> **INSTRUCTION**
Reproduce the closing part of the entries exactly: the line with "Where can the green grass blade" and all lines after it, ending with the last line, and nothing else.

> **DATA FOR PROCESSING**
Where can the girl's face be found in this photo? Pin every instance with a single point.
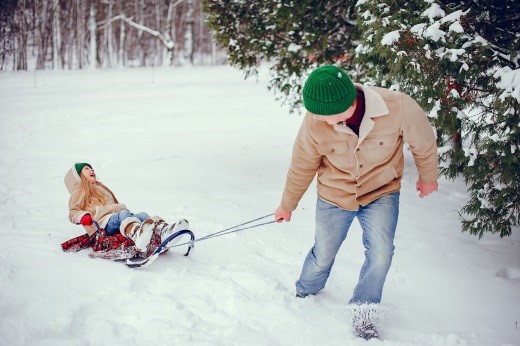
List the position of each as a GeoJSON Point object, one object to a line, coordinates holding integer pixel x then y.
{"type": "Point", "coordinates": [89, 174]}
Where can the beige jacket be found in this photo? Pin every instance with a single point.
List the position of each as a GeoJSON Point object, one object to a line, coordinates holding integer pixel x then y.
{"type": "Point", "coordinates": [352, 170]}
{"type": "Point", "coordinates": [100, 213]}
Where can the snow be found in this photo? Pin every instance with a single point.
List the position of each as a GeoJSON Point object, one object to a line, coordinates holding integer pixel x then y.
{"type": "Point", "coordinates": [390, 38]}
{"type": "Point", "coordinates": [203, 144]}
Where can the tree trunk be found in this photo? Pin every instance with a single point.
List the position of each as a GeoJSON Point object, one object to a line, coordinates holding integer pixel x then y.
{"type": "Point", "coordinates": [80, 31]}
{"type": "Point", "coordinates": [93, 37]}
{"type": "Point", "coordinates": [56, 37]}
{"type": "Point", "coordinates": [188, 35]}
{"type": "Point", "coordinates": [21, 39]}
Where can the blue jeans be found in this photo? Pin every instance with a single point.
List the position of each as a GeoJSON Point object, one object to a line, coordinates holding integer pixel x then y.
{"type": "Point", "coordinates": [378, 221]}
{"type": "Point", "coordinates": [115, 220]}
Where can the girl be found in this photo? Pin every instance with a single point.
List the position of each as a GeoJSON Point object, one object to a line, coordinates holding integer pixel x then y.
{"type": "Point", "coordinates": [91, 201]}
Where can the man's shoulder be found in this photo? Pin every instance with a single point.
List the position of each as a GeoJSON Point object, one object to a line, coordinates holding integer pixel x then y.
{"type": "Point", "coordinates": [388, 95]}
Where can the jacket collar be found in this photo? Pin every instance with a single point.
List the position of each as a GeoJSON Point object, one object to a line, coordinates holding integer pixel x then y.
{"type": "Point", "coordinates": [375, 107]}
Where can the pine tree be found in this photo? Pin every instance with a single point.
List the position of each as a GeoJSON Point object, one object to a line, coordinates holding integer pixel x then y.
{"type": "Point", "coordinates": [291, 36]}
{"type": "Point", "coordinates": [458, 59]}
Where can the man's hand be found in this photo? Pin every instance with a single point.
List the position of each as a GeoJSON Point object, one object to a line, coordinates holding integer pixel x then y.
{"type": "Point", "coordinates": [86, 220]}
{"type": "Point", "coordinates": [282, 214]}
{"type": "Point", "coordinates": [426, 188]}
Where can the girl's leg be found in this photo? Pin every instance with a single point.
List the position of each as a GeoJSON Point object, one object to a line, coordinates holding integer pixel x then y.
{"type": "Point", "coordinates": [115, 220]}
{"type": "Point", "coordinates": [142, 216]}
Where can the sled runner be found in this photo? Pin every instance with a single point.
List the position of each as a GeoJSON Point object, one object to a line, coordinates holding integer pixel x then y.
{"type": "Point", "coordinates": [119, 248]}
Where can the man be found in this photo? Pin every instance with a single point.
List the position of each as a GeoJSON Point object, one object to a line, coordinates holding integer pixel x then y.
{"type": "Point", "coordinates": [352, 137]}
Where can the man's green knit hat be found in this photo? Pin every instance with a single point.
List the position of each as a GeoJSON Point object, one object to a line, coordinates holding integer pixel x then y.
{"type": "Point", "coordinates": [328, 91]}
{"type": "Point", "coordinates": [79, 166]}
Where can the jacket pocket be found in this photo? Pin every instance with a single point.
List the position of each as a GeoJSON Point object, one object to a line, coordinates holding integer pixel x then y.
{"type": "Point", "coordinates": [380, 147]}
{"type": "Point", "coordinates": [337, 153]}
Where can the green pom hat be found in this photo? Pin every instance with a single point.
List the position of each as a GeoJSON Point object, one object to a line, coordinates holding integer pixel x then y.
{"type": "Point", "coordinates": [328, 91]}
{"type": "Point", "coordinates": [79, 167]}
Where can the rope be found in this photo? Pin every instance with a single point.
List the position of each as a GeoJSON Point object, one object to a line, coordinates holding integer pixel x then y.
{"type": "Point", "coordinates": [228, 231]}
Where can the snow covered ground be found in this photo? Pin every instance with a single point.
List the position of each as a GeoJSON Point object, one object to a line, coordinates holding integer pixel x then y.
{"type": "Point", "coordinates": [203, 144]}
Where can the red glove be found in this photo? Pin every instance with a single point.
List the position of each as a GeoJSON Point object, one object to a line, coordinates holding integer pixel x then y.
{"type": "Point", "coordinates": [86, 220]}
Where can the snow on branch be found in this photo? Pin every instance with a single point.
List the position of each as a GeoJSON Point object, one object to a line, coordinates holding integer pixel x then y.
{"type": "Point", "coordinates": [168, 43]}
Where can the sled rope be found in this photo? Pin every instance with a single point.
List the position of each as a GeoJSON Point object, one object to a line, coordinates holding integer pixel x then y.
{"type": "Point", "coordinates": [228, 231]}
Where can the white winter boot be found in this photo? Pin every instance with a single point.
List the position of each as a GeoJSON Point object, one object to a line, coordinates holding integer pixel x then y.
{"type": "Point", "coordinates": [139, 232]}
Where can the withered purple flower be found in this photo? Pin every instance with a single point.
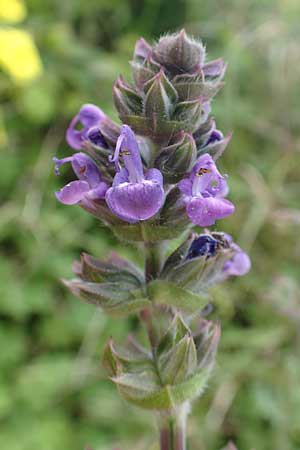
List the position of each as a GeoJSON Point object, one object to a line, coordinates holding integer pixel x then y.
{"type": "Point", "coordinates": [204, 193]}
{"type": "Point", "coordinates": [134, 195]}
{"type": "Point", "coordinates": [89, 116]}
{"type": "Point", "coordinates": [239, 264]}
{"type": "Point", "coordinates": [204, 245]}
{"type": "Point", "coordinates": [89, 185]}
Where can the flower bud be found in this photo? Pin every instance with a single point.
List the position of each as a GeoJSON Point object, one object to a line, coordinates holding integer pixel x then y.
{"type": "Point", "coordinates": [189, 87]}
{"type": "Point", "coordinates": [179, 53]}
{"type": "Point", "coordinates": [177, 159]}
{"type": "Point", "coordinates": [192, 113]}
{"type": "Point", "coordinates": [126, 100]}
{"type": "Point", "coordinates": [160, 98]}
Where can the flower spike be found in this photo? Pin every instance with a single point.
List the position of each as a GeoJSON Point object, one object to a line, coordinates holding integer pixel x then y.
{"type": "Point", "coordinates": [134, 195]}
{"type": "Point", "coordinates": [89, 116]}
{"type": "Point", "coordinates": [204, 193]}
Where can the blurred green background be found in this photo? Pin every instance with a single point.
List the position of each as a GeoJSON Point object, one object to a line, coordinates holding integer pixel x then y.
{"type": "Point", "coordinates": [53, 391]}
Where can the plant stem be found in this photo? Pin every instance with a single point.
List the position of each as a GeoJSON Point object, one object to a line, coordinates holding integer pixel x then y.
{"type": "Point", "coordinates": [152, 260]}
{"type": "Point", "coordinates": [172, 426]}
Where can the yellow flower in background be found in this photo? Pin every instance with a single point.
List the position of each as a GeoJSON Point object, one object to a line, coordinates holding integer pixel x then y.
{"type": "Point", "coordinates": [12, 11]}
{"type": "Point", "coordinates": [18, 55]}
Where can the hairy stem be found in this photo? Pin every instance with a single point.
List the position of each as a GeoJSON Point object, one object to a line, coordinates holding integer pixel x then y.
{"type": "Point", "coordinates": [172, 427]}
{"type": "Point", "coordinates": [152, 260]}
{"type": "Point", "coordinates": [172, 424]}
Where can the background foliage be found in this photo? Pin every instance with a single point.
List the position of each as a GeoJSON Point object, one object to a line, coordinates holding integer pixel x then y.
{"type": "Point", "coordinates": [53, 390]}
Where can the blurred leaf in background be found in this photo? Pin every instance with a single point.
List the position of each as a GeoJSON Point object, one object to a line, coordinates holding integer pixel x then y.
{"type": "Point", "coordinates": [53, 391]}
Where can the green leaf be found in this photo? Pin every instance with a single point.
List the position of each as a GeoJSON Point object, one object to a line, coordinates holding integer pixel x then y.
{"type": "Point", "coordinates": [168, 293]}
{"type": "Point", "coordinates": [179, 362]}
{"type": "Point", "coordinates": [111, 297]}
{"type": "Point", "coordinates": [147, 395]}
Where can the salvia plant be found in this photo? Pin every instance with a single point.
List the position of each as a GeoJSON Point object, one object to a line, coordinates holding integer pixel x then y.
{"type": "Point", "coordinates": [154, 181]}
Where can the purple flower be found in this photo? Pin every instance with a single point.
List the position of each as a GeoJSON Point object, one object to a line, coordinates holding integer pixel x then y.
{"type": "Point", "coordinates": [89, 116]}
{"type": "Point", "coordinates": [134, 195]}
{"type": "Point", "coordinates": [204, 193]}
{"type": "Point", "coordinates": [215, 136]}
{"type": "Point", "coordinates": [239, 264]}
{"type": "Point", "coordinates": [89, 185]}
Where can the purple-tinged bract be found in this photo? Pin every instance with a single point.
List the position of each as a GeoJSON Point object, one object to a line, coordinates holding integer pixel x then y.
{"type": "Point", "coordinates": [134, 195]}
{"type": "Point", "coordinates": [239, 264]}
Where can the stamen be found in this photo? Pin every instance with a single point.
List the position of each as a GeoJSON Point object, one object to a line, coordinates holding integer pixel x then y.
{"type": "Point", "coordinates": [125, 152]}
{"type": "Point", "coordinates": [202, 171]}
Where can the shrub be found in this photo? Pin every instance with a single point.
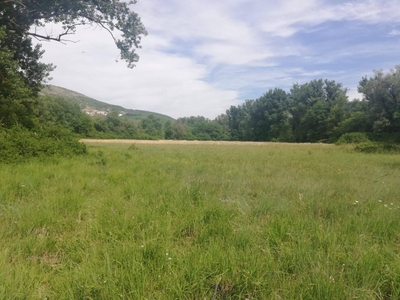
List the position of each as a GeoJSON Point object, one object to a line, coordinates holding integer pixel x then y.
{"type": "Point", "coordinates": [373, 147]}
{"type": "Point", "coordinates": [19, 144]}
{"type": "Point", "coordinates": [368, 147]}
{"type": "Point", "coordinates": [353, 138]}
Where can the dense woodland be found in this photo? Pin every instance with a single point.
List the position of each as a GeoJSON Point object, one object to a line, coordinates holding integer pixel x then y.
{"type": "Point", "coordinates": [33, 125]}
{"type": "Point", "coordinates": [317, 111]}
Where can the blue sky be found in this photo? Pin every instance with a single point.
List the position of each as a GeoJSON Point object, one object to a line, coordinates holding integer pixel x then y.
{"type": "Point", "coordinates": [201, 57]}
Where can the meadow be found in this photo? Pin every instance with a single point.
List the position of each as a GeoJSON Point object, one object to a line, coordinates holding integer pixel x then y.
{"type": "Point", "coordinates": [202, 221]}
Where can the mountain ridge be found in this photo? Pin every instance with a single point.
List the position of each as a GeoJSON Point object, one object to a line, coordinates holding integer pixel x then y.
{"type": "Point", "coordinates": [95, 107]}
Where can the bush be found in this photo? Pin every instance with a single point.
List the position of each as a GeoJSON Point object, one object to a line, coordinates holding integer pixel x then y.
{"type": "Point", "coordinates": [19, 144]}
{"type": "Point", "coordinates": [373, 147]}
{"type": "Point", "coordinates": [353, 138]}
{"type": "Point", "coordinates": [368, 147]}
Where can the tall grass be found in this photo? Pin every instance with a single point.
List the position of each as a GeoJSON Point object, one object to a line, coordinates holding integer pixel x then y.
{"type": "Point", "coordinates": [270, 221]}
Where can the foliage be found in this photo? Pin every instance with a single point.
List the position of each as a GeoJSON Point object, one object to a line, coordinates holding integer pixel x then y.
{"type": "Point", "coordinates": [16, 94]}
{"type": "Point", "coordinates": [54, 111]}
{"type": "Point", "coordinates": [22, 16]}
{"type": "Point", "coordinates": [382, 92]}
{"type": "Point", "coordinates": [20, 144]}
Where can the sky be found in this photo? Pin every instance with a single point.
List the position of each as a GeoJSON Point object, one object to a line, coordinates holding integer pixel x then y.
{"type": "Point", "coordinates": [201, 57]}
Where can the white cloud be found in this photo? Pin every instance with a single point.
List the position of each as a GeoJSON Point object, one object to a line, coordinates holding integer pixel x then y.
{"type": "Point", "coordinates": [394, 32]}
{"type": "Point", "coordinates": [199, 55]}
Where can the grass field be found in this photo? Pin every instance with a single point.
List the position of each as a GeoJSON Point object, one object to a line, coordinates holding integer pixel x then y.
{"type": "Point", "coordinates": [202, 221]}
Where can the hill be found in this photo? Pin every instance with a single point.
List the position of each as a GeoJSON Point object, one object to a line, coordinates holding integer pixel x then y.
{"type": "Point", "coordinates": [94, 107]}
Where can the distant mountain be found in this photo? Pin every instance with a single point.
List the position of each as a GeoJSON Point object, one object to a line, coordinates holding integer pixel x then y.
{"type": "Point", "coordinates": [97, 108]}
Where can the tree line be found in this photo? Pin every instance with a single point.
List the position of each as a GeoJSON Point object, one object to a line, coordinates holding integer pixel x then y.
{"type": "Point", "coordinates": [30, 125]}
{"type": "Point", "coordinates": [316, 111]}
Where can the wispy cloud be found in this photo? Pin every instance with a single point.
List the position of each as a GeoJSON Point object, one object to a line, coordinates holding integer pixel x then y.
{"type": "Point", "coordinates": [202, 56]}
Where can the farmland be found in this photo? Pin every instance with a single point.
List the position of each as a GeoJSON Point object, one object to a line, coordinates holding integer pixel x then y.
{"type": "Point", "coordinates": [142, 220]}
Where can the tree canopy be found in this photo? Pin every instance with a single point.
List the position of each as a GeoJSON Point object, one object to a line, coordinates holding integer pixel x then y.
{"type": "Point", "coordinates": [23, 17]}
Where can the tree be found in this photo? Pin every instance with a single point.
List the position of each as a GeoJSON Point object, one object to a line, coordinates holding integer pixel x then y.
{"type": "Point", "coordinates": [16, 103]}
{"type": "Point", "coordinates": [22, 73]}
{"type": "Point", "coordinates": [382, 92]}
{"type": "Point", "coordinates": [23, 17]}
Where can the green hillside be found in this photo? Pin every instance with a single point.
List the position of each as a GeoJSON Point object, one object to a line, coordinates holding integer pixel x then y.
{"type": "Point", "coordinates": [95, 107]}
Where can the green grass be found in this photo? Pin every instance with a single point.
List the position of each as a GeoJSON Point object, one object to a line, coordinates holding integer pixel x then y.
{"type": "Point", "coordinates": [270, 221]}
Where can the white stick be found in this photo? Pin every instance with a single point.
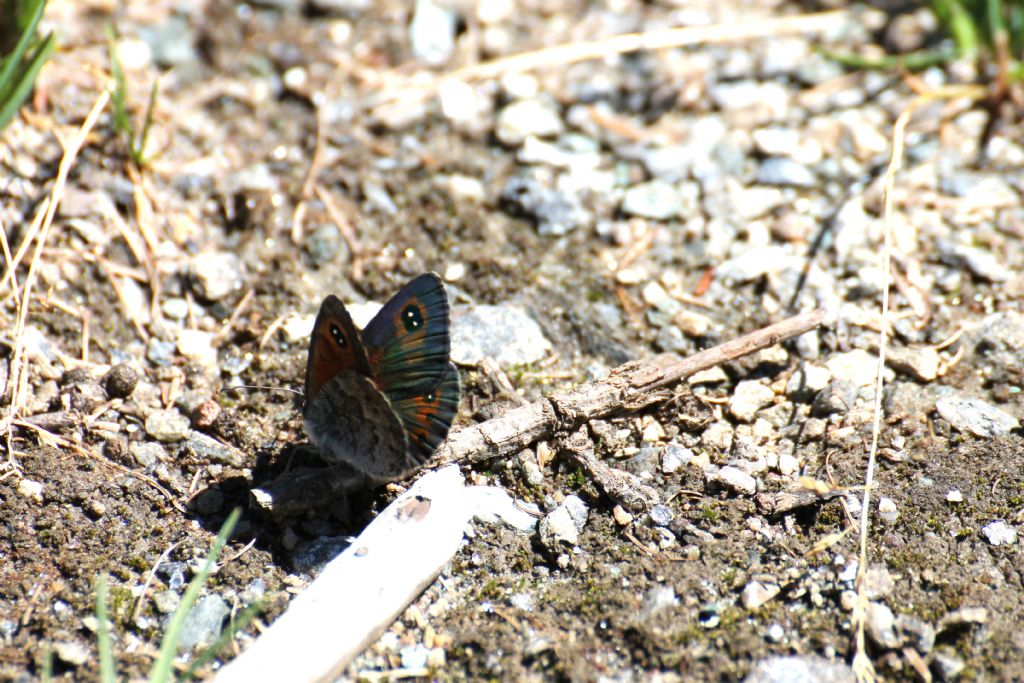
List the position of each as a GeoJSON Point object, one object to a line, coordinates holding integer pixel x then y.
{"type": "Point", "coordinates": [365, 589]}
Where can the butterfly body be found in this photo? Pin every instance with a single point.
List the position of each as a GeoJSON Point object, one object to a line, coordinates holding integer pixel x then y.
{"type": "Point", "coordinates": [383, 399]}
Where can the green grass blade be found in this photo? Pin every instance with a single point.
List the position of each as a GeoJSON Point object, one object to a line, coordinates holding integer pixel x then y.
{"type": "Point", "coordinates": [162, 670]}
{"type": "Point", "coordinates": [211, 652]}
{"type": "Point", "coordinates": [118, 96]}
{"type": "Point", "coordinates": [11, 98]}
{"type": "Point", "coordinates": [35, 9]}
{"type": "Point", "coordinates": [138, 152]}
{"type": "Point", "coordinates": [103, 646]}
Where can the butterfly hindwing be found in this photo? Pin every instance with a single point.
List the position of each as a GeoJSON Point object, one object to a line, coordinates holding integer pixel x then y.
{"type": "Point", "coordinates": [427, 415]}
{"type": "Point", "coordinates": [408, 342]}
{"type": "Point", "coordinates": [334, 347]}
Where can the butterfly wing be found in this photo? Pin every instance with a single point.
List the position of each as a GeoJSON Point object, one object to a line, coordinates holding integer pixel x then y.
{"type": "Point", "coordinates": [408, 341]}
{"type": "Point", "coordinates": [351, 422]}
{"type": "Point", "coordinates": [334, 347]}
{"type": "Point", "coordinates": [427, 416]}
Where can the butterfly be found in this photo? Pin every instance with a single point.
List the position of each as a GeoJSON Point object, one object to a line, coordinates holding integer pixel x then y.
{"type": "Point", "coordinates": [383, 399]}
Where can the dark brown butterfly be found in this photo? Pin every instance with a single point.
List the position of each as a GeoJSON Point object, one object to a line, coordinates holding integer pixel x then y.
{"type": "Point", "coordinates": [383, 399]}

> **WRITTEN SOLUTION**
Where can the green grass blade be found in this photo? Pin every instance with a single point.
List the position of each as a GeoJSON Point object, one object to a line, coordinates holding integer pixel x then y.
{"type": "Point", "coordinates": [162, 670]}
{"type": "Point", "coordinates": [211, 652]}
{"type": "Point", "coordinates": [118, 96]}
{"type": "Point", "coordinates": [11, 98]}
{"type": "Point", "coordinates": [35, 9]}
{"type": "Point", "coordinates": [138, 152]}
{"type": "Point", "coordinates": [103, 646]}
Where can the butterfly hindwing be found in this photo? Pin every instance with a single point.
List the position of each as a GeoJSON Point object, one object to a line, coordinates holding integer pixel x then y.
{"type": "Point", "coordinates": [427, 415]}
{"type": "Point", "coordinates": [408, 342]}
{"type": "Point", "coordinates": [334, 347]}
Where can the butterfly wing be found in this photo? Pin every instance with a single point.
List the position of each as a GeoJSON Point object, one object to a line, coordinates holding integer pixel x then y.
{"type": "Point", "coordinates": [408, 341]}
{"type": "Point", "coordinates": [351, 422]}
{"type": "Point", "coordinates": [334, 347]}
{"type": "Point", "coordinates": [427, 416]}
Where can the butterfly be found in this photo? Pin every instance with a single point.
List the position of each as a GeoJSON Point object, one object to a line, coordinates holding integer pixel x then y.
{"type": "Point", "coordinates": [383, 399]}
Where can the dark brown butterfly be found in this photo? Pin every instance with a single point.
List the position of each as a GeoJSON Point object, one object to a line, coordinates holding integer pixel x then y.
{"type": "Point", "coordinates": [383, 399]}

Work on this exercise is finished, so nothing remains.